## WORK INSTRUCTION
The forum post on agent pathing below ends with a quoted message header. List each field label in that header with its value.

## STUDY TEXT

Re: [Algorithms] agent pathing to renewable resources

[John R. A. \(2K Boston\) <Joh...@2k...>]

I think you could just do (as you suggest) the search outward from a
starting location within a bounded distance, and keep track of the
resources found.  Obviously you need to find at least n resources (maybe
1) within the maximum distance searched (and keep searching outside of
the distance if you don't find n),  and if you deplete the "found"
resources the agent might need to do a search again for the non-depleted
resources.  

 

If you could do this over multiple frames (more difficult and more
memory required) or staggered agents searches where there are a limited
number of searches allowed each frame (much easier) it might be doable,
and since you already have the quadtree ready to use it might not take
much time to get running.

 

Although it's a brute force approach, I imagine it's worth trying first
before trying to get elegant.

 

-crombie

 

 

From: Heath Copeland [mailto:cop...@tr...] 
Sent: Wednesday, October 29, 2008 7:15 PM
To: gda...@li...

## GIVEN INFORMATION
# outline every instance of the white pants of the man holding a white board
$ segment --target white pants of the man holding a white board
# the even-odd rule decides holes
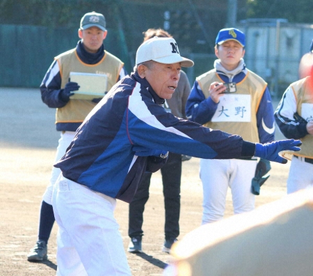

## RESPONSE AREA
- From: Heath Copeland [mailto:cop...@tr...]
- Sent: Wednesday, October 29, 2008 7:15 PM
- To: gda...@li...